── Data excerpts ──

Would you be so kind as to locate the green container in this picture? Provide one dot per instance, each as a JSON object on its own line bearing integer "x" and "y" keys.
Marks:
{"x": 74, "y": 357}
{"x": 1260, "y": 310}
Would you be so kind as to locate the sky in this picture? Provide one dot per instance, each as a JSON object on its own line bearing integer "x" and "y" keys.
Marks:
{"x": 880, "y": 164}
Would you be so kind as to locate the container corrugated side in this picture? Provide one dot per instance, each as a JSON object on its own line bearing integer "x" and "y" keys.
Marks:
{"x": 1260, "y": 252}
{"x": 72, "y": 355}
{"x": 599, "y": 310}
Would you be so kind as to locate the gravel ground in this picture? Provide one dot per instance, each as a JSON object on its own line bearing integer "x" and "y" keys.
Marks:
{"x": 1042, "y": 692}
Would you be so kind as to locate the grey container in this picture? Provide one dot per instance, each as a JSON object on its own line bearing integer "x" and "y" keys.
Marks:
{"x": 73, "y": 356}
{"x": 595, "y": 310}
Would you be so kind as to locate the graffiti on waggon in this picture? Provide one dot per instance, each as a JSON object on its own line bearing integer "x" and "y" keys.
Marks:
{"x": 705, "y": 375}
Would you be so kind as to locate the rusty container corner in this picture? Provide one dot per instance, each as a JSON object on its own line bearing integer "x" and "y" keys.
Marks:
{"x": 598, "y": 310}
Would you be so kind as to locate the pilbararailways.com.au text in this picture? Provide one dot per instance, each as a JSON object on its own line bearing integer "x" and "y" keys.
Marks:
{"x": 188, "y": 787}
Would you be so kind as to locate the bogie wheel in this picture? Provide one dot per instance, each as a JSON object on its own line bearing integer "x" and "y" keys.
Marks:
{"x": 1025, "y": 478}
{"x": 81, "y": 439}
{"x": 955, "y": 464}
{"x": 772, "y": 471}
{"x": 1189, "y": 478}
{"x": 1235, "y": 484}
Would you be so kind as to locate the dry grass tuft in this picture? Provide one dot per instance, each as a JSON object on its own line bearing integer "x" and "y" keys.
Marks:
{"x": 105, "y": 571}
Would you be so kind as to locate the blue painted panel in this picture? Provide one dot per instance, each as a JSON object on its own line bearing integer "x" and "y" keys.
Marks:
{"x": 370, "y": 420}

───

§ **What you should do**
Express all the rows above as a two-column CSV with the headers "text" and "marks", one line per row. Each row's wording goes in the first field and its marks in the second, each field quoted, with line breaks replaced by spaces.

§ **Output of the exercise**
text,marks
"Would you be so kind as to locate the green container in this picture? Provide one dot per instance, each as a JSON object on its own line bearing integer ""x"" and ""y"" keys. Marks:","{""x"": 74, ""y"": 357} {""x"": 1260, ""y"": 310}"
"Would you be so kind as to locate the sky in this picture? Provide one dot per instance, each as a JSON object on its own line bearing integer ""x"" and ""y"" keys. Marks:","{""x"": 880, ""y"": 164}"
"Would you be so kind as to locate the container corrugated side in this picture? Provide one dot per instance, each as a JSON object on its own line bearing integer ""x"" and ""y"" keys. Marks:","{""x"": 1260, ""y"": 252} {""x"": 72, ""y"": 355} {""x"": 599, ""y"": 310}"
"Would you be so kind as to locate the gravel ground in this picture? Provide one dot per instance, each as a JSON object on its own line bearing integer ""x"" and ""y"" keys. Marks:","{""x"": 1042, ""y"": 692}"
"Would you be so kind as to locate the grey container in this picture? Provide one dot per instance, each as a JSON object on its own line bearing integer ""x"" and ""y"" keys. Marks:","{""x"": 73, ""y"": 356} {""x"": 595, ""y"": 310}"
"Would you be so kind as to locate the graffiti on waggon in this picture? Provide one dot per instance, each as a JSON object on its own line bearing integer ""x"" and ""y"" keys. Marks:","{""x"": 705, ""y"": 375}"
"Would you be so kind as to locate the rusty container corner in this picture? Provide one dot per instance, each as a JSON object on its own line bearing integer ""x"" and ""y"" keys. Marks:","{""x"": 598, ""y"": 310}"
"Would you be so kind as to locate the pilbararailways.com.au text in this picture? Provide one dot per instance, each as a JSON object on its own line bearing integer ""x"" and ""y"" keys. Marks:","{""x"": 188, ""y"": 787}"
"Would you be so kind as to locate the bogie wheel in this picture? Provide one dot per instance, each as a JSON object on its own line bearing integer ""x"" and ""y"" keys. Marks:","{""x"": 1025, ""y"": 478} {""x"": 81, ""y"": 439} {""x"": 955, ""y"": 464} {""x"": 772, ""y"": 471} {""x"": 1189, ""y"": 478} {""x"": 1235, ""y"": 484}"
"Would you be so kind as to locate the dry grass tuft in this picture? Provide one dot per instance, each as a JSON object on its own line bearing integer ""x"" and ""y"" keys. Marks:","{""x"": 105, ""y"": 571}"
"Would you be so kind as to locate the blue painted panel in this picture? Provide one dot per instance, each as a JSON object on its own line bearing integer ""x"" and ""y"" keys. Marks:","{""x"": 370, ""y"": 420}"